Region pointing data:
╭──
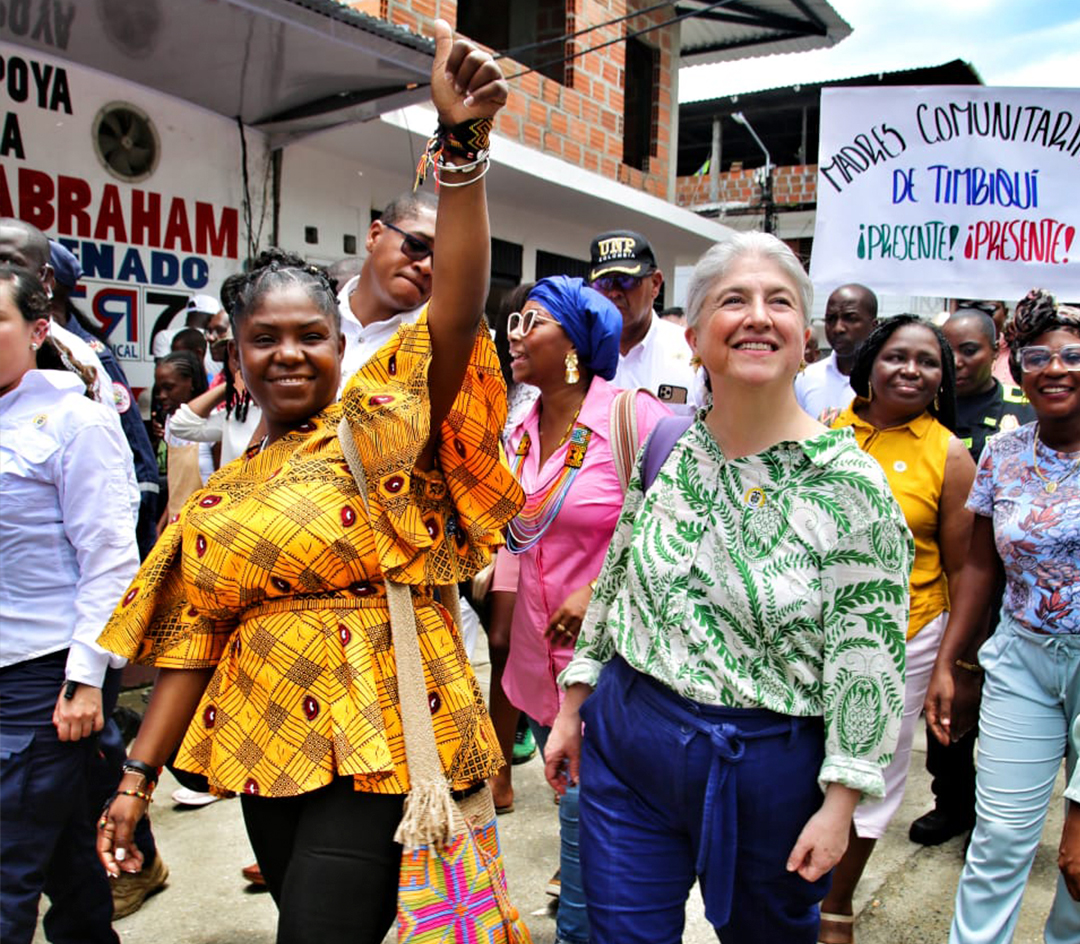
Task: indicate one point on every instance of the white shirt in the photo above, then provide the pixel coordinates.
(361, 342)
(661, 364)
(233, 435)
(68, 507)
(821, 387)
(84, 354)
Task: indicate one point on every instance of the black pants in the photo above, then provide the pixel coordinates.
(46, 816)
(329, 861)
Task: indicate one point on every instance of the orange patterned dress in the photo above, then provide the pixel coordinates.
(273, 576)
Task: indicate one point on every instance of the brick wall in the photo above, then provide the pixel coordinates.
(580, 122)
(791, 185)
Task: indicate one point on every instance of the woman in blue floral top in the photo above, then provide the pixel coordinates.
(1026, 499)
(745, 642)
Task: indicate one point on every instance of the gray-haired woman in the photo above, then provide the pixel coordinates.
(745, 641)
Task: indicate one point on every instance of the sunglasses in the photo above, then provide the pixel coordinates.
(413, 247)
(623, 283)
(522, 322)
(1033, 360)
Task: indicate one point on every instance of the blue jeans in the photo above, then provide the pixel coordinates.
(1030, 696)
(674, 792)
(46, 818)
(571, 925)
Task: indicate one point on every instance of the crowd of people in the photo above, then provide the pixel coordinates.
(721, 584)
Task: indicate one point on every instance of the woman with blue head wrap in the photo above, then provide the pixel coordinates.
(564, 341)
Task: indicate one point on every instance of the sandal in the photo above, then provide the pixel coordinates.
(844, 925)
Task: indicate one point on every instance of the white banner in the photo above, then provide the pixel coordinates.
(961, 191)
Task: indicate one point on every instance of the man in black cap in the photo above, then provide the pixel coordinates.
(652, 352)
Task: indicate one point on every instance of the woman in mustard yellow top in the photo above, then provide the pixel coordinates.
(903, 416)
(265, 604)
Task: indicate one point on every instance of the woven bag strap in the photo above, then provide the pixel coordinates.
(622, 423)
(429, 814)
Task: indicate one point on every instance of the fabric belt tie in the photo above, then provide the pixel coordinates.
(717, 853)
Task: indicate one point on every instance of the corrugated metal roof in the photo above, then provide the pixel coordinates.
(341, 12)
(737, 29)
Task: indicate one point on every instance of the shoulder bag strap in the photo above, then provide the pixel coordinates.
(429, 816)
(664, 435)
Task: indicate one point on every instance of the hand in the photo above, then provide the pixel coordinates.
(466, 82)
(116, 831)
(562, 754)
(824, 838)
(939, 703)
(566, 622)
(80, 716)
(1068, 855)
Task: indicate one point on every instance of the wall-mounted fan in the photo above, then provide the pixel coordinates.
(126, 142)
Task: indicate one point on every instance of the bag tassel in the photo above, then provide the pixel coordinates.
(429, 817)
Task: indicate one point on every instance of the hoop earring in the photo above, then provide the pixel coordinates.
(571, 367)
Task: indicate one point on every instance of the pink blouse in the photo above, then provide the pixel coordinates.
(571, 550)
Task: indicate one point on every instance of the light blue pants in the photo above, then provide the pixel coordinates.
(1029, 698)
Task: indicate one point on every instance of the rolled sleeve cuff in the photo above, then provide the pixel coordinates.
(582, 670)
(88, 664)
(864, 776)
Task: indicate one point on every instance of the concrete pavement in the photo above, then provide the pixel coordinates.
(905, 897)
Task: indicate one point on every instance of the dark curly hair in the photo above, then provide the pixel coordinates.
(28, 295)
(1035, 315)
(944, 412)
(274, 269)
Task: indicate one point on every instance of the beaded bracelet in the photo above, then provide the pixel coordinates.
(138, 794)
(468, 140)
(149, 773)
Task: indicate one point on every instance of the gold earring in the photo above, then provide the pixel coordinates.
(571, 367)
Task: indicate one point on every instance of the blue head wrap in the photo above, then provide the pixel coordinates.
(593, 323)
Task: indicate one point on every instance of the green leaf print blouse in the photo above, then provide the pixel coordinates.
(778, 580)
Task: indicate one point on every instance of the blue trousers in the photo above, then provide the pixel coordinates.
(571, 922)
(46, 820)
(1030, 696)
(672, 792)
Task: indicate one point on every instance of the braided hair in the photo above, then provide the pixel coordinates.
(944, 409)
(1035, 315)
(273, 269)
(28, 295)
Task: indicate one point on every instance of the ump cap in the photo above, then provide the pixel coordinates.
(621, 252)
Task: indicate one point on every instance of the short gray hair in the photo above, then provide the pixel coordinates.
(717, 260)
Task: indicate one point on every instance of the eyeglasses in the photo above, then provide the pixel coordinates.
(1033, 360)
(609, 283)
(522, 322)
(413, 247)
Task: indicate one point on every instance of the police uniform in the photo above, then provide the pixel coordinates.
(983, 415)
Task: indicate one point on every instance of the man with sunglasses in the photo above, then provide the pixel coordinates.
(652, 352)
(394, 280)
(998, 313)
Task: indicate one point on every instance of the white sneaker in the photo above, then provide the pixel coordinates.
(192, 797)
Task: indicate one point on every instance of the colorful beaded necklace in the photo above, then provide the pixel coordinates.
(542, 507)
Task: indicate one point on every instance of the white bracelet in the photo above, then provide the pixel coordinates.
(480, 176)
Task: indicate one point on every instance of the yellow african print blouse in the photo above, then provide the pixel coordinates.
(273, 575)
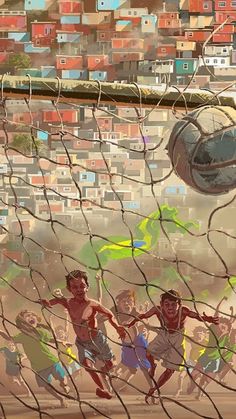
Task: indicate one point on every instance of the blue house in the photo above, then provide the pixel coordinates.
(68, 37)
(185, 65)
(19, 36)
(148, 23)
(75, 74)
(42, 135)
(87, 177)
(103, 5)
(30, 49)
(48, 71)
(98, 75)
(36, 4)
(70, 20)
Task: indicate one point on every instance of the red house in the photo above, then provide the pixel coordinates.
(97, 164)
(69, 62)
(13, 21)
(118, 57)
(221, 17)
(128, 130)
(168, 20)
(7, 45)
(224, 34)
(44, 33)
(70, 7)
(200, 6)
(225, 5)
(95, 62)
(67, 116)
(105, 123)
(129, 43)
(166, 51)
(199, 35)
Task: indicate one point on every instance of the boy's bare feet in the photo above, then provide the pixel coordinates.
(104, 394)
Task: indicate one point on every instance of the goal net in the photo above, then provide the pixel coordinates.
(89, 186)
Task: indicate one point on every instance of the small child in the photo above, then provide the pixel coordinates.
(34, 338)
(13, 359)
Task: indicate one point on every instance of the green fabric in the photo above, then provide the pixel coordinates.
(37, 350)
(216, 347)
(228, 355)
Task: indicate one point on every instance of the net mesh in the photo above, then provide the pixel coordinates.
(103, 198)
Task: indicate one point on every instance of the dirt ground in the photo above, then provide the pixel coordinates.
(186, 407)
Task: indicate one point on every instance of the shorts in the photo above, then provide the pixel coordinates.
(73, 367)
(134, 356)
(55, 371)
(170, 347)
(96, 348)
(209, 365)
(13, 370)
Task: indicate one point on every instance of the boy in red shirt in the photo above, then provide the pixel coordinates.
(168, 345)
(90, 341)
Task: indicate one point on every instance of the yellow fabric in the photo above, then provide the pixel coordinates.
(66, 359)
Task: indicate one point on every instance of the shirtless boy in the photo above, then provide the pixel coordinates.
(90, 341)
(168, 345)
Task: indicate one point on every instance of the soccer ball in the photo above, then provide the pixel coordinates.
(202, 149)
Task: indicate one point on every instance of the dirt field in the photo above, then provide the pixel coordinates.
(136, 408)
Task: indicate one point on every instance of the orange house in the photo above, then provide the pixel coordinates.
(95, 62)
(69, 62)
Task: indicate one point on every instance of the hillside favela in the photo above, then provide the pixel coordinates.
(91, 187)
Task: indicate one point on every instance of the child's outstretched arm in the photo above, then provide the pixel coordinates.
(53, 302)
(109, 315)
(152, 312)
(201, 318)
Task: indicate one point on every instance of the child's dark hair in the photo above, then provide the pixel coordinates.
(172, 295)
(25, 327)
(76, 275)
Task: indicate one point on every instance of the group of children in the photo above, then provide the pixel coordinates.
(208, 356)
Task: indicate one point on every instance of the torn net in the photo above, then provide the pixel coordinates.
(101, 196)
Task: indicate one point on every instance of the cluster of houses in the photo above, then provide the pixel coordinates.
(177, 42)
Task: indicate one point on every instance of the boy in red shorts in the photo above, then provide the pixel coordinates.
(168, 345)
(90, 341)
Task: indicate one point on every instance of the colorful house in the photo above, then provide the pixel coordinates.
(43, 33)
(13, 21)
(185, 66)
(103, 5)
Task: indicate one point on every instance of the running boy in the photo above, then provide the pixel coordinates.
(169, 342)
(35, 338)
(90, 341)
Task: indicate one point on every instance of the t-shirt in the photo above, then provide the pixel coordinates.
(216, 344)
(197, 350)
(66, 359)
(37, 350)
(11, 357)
╰──
EXERCISE DETAILS:
Output nothing but the lines from the one containing "Task: indicate one point on every instance of the orange house" through the last line of the data, exactly as they stand.

EXERCISE RESULT:
Task: indicate one point on every instance of the orange house in the photo above, then provide the pixel coordinates.
(95, 62)
(69, 62)
Task: indicate one point on every instance of the hillside favela in the photo above, then provide the pixel coordinates.
(91, 187)
Task: indicate one point on every instance of the child's outstretched arm in the photo above, then provide the pixel coordinates.
(53, 302)
(109, 315)
(152, 312)
(201, 318)
Task: indicate one point on every instance of the child's dark hair in the photo above, then provide the pixel coordinates.
(172, 295)
(25, 327)
(76, 275)
Task: indicate one point on every instance of the group of children in the photo above, then provide the pixel coordinates.
(208, 356)
Task: indicate one point on every instance of the torn net in the photo above, then provide the pixel coordinates.
(101, 196)
Task: indicate one point on every instance of the cluster of houses in the photo above, then provide the pixel coordinates.
(177, 42)
Task: indicate one point on every instance of the boy in red shorts in the photo above, then provide the pixel coordinates.
(168, 345)
(90, 341)
Task: indicate one point on every instance of the colorful house in the photo above, then provide the pixel coordinates.
(43, 33)
(13, 21)
(185, 66)
(103, 5)
Task: indicate one point on every instance of the running boy in the photo above, then provide the pixel coordinates.
(169, 342)
(35, 338)
(90, 341)
Task: indicate one point on every instance of the t-shirt in the photo above, then provide the pixel coordinates.
(216, 344)
(197, 350)
(66, 359)
(37, 350)
(11, 357)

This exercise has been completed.